Dataset excerpts:
- - -
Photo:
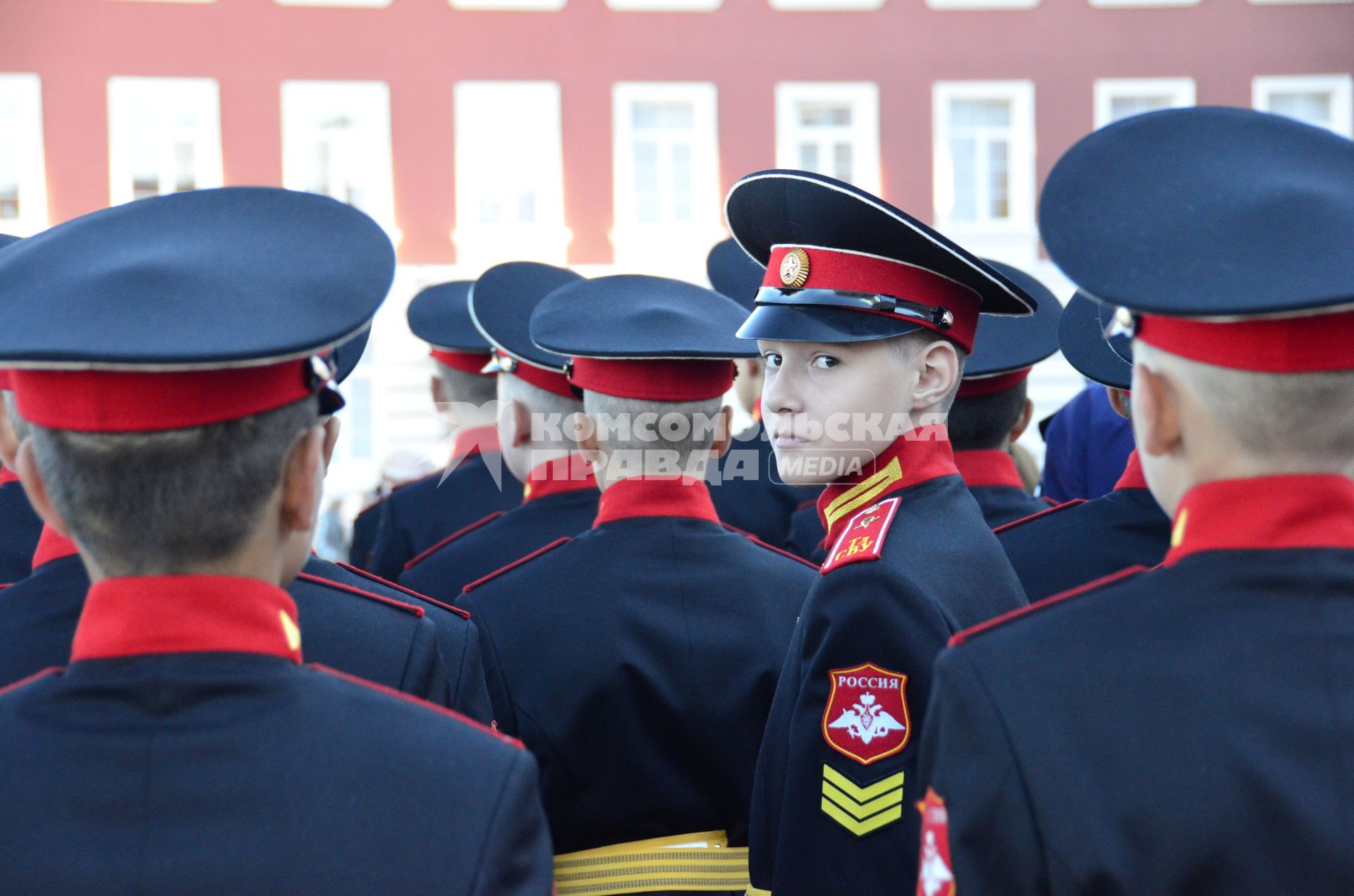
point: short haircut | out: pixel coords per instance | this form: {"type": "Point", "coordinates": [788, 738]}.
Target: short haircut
{"type": "Point", "coordinates": [470, 388]}
{"type": "Point", "coordinates": [164, 503]}
{"type": "Point", "coordinates": [984, 422]}
{"type": "Point", "coordinates": [908, 345]}
{"type": "Point", "coordinates": [671, 439]}
{"type": "Point", "coordinates": [1299, 422]}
- - -
• What you need to do: Repeat the lines exactly as they stand, from the opening line of the data through the line with "point: short haircut". Pictures stay out of the copy.

• Result for this task:
Photo:
point: short haircut | out: pixel coords per instance | this form: {"type": "Point", "coordinates": [788, 738]}.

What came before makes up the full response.